Your job is to copy the lines from the material that include "twig".

-=-=-

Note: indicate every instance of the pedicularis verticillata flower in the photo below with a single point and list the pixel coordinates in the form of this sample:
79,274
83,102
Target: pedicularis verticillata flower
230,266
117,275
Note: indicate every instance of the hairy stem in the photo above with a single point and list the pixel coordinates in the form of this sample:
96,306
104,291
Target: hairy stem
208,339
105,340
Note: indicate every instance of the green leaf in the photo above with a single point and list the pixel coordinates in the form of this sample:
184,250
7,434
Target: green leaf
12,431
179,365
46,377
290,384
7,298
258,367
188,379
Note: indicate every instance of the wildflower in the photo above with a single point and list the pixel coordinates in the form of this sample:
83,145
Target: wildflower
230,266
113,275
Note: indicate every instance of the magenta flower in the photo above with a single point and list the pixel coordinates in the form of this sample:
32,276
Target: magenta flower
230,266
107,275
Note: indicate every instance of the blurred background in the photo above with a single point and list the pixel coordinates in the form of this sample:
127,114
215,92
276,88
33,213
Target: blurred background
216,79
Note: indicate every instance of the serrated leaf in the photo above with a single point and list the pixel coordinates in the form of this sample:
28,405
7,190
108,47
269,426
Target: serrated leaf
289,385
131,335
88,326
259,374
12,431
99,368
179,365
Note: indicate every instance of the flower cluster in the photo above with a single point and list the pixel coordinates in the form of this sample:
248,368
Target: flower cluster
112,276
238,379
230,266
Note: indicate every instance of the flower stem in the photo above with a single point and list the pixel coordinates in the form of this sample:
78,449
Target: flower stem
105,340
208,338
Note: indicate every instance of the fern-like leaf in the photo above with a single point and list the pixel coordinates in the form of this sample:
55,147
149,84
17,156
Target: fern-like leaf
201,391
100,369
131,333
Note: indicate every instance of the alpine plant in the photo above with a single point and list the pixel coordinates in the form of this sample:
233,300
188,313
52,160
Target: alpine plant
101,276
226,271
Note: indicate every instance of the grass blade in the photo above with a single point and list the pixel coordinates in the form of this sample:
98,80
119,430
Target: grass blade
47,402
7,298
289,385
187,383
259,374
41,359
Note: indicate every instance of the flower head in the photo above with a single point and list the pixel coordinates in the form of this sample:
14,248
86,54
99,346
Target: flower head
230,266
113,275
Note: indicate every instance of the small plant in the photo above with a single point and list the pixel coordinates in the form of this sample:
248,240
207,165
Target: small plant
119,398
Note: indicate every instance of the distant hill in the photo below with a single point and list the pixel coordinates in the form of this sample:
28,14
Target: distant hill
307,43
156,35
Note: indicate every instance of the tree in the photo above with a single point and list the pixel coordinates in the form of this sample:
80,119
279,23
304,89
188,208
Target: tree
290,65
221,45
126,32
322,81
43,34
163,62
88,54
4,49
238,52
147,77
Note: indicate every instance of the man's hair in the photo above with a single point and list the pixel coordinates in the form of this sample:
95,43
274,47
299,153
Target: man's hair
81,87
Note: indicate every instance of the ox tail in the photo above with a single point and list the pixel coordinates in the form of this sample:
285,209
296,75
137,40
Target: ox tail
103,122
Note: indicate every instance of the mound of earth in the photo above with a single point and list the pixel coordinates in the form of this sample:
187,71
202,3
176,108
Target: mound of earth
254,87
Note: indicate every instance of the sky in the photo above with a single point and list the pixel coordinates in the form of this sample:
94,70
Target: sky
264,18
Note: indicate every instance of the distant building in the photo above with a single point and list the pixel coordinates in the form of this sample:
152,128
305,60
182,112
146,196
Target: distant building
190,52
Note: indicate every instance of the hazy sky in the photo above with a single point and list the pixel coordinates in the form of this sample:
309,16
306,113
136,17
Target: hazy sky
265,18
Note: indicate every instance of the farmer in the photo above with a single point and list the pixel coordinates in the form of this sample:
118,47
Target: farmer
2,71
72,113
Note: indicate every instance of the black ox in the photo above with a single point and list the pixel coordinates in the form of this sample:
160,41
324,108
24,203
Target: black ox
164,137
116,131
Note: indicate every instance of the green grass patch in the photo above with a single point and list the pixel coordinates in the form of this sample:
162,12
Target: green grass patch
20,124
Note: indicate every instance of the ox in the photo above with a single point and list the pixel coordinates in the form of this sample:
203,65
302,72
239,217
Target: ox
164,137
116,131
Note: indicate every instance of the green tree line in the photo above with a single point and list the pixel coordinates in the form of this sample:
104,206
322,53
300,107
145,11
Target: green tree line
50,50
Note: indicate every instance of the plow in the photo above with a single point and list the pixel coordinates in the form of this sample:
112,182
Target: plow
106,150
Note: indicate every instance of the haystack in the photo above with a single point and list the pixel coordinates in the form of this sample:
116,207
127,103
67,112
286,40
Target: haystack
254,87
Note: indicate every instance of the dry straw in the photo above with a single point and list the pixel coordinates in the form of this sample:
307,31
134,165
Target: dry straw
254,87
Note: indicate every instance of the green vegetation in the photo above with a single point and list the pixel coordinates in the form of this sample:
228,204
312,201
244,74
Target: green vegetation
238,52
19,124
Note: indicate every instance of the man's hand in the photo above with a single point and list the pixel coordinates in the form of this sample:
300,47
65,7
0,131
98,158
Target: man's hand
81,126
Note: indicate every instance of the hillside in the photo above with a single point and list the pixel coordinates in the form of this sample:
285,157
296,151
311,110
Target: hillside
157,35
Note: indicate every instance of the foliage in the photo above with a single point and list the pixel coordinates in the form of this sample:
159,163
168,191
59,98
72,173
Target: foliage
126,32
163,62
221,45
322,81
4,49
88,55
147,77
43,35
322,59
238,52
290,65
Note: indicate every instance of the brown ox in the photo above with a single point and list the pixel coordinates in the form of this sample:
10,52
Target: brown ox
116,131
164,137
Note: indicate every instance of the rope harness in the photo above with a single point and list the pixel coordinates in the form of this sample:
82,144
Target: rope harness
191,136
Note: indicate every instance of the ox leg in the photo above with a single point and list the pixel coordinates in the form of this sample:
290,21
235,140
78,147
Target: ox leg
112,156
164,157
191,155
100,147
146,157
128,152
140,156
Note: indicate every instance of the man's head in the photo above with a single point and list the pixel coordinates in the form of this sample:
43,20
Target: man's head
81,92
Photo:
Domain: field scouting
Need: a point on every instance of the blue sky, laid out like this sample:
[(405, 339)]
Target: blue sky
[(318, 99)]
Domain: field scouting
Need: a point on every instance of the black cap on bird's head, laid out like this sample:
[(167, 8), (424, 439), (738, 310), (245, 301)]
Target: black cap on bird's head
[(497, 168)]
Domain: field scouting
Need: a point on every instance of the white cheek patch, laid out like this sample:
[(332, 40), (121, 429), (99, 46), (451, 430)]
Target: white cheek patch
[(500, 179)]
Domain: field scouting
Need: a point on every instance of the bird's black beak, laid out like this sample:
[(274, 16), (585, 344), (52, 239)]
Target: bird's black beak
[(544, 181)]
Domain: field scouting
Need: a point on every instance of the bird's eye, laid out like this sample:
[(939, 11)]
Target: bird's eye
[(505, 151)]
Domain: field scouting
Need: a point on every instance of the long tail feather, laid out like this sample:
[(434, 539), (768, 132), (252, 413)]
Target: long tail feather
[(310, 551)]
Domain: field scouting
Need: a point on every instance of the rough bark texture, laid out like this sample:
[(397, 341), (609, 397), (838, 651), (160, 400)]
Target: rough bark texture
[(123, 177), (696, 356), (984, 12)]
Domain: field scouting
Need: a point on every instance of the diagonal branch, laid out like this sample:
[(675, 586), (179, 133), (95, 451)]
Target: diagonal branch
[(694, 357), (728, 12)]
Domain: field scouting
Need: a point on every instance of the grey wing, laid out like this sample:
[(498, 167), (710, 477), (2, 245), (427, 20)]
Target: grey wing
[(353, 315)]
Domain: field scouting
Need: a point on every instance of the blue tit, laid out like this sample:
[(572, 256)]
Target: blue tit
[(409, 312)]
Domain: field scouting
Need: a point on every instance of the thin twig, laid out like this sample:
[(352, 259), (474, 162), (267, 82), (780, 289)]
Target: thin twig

-=-=-

- _Answer box_
Need: a point on every instance of the thin twig, laid out like this sample:
Target: thin twig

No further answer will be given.